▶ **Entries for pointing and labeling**

========================================

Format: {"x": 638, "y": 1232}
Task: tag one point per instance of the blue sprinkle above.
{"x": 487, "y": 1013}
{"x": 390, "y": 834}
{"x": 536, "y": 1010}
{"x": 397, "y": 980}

========================================

▶ **REQUIREMENT**
Lay out every line of the entries above as a Markdown table with the columns "Row" and "Line", leaving out blank lines.

▶ **WRITTEN REPLY**
| Row | Line |
|---|---|
| 1 | Format: {"x": 638, "y": 1232} |
| 2 | Task: tag one point per instance of the blue sprinkle above. |
| 3 | {"x": 487, "y": 1013} |
| 4 | {"x": 390, "y": 834} |
| 5 | {"x": 536, "y": 1010} |
| 6 | {"x": 397, "y": 980} |